** begin **

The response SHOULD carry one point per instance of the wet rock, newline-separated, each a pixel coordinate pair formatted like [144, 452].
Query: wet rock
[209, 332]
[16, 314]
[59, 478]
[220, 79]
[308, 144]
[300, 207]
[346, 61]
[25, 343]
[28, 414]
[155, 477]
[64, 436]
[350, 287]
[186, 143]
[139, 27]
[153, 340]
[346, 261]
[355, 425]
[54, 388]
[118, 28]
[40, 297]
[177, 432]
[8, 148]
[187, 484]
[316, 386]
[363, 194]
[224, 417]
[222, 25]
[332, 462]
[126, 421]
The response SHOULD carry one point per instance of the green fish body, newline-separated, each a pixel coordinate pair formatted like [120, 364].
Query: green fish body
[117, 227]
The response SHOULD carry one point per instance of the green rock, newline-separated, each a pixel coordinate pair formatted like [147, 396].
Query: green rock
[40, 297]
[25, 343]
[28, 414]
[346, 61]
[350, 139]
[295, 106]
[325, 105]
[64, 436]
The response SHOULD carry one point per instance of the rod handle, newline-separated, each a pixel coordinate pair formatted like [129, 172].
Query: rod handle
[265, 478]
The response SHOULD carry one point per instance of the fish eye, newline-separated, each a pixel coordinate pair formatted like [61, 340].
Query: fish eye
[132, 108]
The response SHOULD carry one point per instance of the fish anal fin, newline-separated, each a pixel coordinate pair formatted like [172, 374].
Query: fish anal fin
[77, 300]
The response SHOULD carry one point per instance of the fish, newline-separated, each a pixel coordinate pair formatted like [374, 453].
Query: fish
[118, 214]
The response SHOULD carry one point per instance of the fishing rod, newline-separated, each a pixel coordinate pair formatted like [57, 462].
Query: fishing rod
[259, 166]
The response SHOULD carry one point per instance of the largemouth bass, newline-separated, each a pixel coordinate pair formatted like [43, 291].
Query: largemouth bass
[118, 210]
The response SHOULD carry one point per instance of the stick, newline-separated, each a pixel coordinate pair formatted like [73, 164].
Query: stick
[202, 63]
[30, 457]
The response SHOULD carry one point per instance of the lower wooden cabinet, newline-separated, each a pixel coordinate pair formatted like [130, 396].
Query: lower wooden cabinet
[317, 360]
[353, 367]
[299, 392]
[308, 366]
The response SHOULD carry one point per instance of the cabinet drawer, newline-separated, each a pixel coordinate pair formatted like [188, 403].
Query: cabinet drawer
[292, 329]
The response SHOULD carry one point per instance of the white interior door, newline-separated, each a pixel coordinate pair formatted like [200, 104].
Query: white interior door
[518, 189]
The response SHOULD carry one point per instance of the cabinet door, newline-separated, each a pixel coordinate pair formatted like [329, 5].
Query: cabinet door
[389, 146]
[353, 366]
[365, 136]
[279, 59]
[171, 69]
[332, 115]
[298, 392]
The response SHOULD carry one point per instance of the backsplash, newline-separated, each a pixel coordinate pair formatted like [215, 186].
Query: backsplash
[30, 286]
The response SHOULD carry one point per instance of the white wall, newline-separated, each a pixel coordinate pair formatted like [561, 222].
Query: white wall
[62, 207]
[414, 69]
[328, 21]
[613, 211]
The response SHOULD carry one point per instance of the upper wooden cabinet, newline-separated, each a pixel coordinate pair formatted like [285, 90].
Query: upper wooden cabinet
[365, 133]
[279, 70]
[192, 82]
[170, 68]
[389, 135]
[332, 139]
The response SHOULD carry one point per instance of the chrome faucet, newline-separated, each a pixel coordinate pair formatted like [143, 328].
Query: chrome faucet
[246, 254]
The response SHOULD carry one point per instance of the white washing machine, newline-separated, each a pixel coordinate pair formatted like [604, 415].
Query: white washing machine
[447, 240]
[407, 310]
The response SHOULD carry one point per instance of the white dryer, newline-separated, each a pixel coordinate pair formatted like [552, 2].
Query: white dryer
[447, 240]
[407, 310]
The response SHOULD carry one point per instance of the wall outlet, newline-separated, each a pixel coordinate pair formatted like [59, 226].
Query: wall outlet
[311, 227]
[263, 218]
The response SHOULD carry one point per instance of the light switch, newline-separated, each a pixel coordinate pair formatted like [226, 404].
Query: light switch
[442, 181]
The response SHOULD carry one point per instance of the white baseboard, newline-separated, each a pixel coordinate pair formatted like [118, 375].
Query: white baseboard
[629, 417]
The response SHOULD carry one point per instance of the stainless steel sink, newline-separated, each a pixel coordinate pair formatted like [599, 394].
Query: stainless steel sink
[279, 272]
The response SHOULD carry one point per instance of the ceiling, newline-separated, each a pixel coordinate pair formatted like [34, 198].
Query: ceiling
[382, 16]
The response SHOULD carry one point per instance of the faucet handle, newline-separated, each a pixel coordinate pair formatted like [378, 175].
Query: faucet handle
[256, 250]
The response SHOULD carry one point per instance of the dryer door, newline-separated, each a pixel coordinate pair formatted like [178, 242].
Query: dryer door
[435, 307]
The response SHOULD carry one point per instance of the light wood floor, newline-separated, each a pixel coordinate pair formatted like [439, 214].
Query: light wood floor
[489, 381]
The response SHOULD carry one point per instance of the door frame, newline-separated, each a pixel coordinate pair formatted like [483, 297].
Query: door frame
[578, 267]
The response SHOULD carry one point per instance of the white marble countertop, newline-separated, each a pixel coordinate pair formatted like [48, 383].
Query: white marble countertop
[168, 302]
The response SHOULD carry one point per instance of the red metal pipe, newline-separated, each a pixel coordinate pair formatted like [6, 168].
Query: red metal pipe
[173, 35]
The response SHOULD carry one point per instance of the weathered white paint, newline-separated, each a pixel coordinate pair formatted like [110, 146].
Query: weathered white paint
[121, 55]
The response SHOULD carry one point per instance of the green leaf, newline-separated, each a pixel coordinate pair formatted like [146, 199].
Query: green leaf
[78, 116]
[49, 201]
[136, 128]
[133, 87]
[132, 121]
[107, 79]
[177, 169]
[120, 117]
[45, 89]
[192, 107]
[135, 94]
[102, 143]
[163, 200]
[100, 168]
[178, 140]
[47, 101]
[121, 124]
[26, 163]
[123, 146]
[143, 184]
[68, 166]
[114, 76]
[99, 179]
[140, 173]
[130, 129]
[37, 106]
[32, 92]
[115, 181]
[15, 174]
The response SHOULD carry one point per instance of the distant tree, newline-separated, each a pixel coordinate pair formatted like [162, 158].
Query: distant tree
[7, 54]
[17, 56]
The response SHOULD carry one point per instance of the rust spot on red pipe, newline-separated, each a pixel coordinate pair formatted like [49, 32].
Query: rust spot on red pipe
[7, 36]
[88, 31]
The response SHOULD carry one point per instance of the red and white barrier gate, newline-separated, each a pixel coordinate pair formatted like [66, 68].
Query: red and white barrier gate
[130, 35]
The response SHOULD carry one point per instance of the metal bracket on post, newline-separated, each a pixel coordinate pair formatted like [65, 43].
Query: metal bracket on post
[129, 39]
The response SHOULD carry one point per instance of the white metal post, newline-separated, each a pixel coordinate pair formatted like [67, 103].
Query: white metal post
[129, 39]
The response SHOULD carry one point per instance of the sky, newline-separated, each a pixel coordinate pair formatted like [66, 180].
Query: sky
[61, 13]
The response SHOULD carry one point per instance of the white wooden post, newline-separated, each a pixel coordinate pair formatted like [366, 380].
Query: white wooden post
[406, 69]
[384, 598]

** end **

Starting with the line that contains "The response SHOULD carry one point per instance of the metal", print each line through the last one in the listing. Include both end lines and add nothing.

> _Finished task_:
The response SHOULD carry one point per instance of the metal bracket on post, newline-separated, each a pixel coordinate pair formatted like [65, 43].
Query: metal bracket on post
[129, 39]
The response SHOULD carry one point per instance of the white metal post, newline-separated, each a pixel coordinate pair formatted like [67, 103].
Query: white metal post
[129, 39]
The response SHOULD carry one point per instance of the sky, newline-separated, each a pixel coordinate pair formatted like [66, 180].
Query: sky
[61, 13]
The response SHOULD carry one point per instance of the white wooden post, newline-separated, each a pixel coordinate pair formatted like [366, 380].
Query: white wooden post
[406, 69]
[384, 598]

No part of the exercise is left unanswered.